» **WRITTEN REQUEST**: Repeat the listing below line for line, leaving out the pictures.

» **INPUT FOR THIS TASK**:
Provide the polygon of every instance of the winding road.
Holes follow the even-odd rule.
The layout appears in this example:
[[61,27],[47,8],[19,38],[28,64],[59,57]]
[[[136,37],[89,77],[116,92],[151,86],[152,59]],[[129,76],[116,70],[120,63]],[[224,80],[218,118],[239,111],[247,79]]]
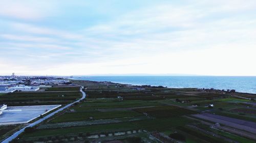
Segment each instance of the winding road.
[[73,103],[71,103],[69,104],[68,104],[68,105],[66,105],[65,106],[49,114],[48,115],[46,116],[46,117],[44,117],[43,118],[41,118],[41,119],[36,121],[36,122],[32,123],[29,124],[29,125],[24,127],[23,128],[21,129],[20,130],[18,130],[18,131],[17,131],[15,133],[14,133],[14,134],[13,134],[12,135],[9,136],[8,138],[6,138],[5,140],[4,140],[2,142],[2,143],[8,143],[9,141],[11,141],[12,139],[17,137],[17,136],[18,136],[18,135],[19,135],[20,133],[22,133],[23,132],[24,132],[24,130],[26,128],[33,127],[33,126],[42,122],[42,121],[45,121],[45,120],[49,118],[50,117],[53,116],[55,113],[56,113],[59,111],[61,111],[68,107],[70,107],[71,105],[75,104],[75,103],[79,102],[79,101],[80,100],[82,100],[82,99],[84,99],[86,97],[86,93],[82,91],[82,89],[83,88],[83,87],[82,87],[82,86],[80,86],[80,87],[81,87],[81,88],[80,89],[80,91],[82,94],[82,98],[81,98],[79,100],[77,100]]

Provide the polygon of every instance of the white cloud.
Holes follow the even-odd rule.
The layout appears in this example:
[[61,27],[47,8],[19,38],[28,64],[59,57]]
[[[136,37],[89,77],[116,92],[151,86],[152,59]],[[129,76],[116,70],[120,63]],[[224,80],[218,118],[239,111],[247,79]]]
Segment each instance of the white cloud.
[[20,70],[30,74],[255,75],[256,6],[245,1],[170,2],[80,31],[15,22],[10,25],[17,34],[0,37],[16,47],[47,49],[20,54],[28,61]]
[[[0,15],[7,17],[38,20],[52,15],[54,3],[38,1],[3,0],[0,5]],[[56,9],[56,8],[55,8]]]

» **COMPLETED TASK**:
Provide the polygon of every instance of the winding road.
Holes follow the even-odd rule.
The layout appears in this example:
[[61,27],[47,8],[19,38],[28,64],[59,57]]
[[[136,37],[89,77],[116,92],[151,86],[152,59]],[[129,76],[116,70],[120,63]],[[224,80],[218,118],[239,111],[247,79]]]
Segment each instance of the winding road.
[[73,103],[71,103],[69,104],[68,104],[68,105],[66,105],[65,106],[49,114],[48,115],[46,116],[46,117],[44,117],[43,118],[41,118],[41,119],[36,121],[36,122],[32,123],[29,124],[29,125],[24,127],[23,128],[21,129],[20,130],[18,130],[18,131],[17,131],[15,133],[14,133],[14,134],[13,134],[12,135],[9,136],[8,138],[6,138],[5,140],[4,140],[2,142],[2,143],[8,143],[9,141],[11,141],[12,139],[17,137],[17,136],[18,136],[18,135],[19,135],[20,133],[22,133],[23,132],[24,132],[24,130],[26,128],[33,127],[33,126],[42,122],[42,121],[45,121],[45,120],[49,118],[50,117],[53,116],[55,113],[56,113],[59,111],[61,111],[68,107],[70,107],[71,105],[75,104],[75,103],[79,102],[79,101],[80,100],[82,100],[82,99],[84,99],[86,97],[86,93],[82,91],[82,89],[83,88],[83,87],[82,87],[82,86],[80,86],[80,87],[81,87],[81,88],[80,89],[80,91],[82,94],[82,98],[81,98],[79,100],[77,100]]

Provide the polygon of every instance of the white cloud.
Holes follow the even-odd rule.
The layout appears in this example:
[[61,27],[47,8],[19,38],[28,64],[59,57]]
[[[136,37],[89,77],[116,92],[151,86],[152,59]],[[129,76],[116,70],[120,63]],[[224,80],[218,118],[239,111],[247,79]]]
Segment each instance of the white cloud.
[[20,70],[30,74],[255,75],[256,6],[245,1],[170,2],[80,31],[15,22],[10,25],[17,34],[0,37],[16,47],[47,49],[20,54],[28,61]]
[[[0,15],[7,17],[38,20],[52,15],[54,3],[38,1],[3,0],[0,5]],[[56,9],[56,8],[55,8]]]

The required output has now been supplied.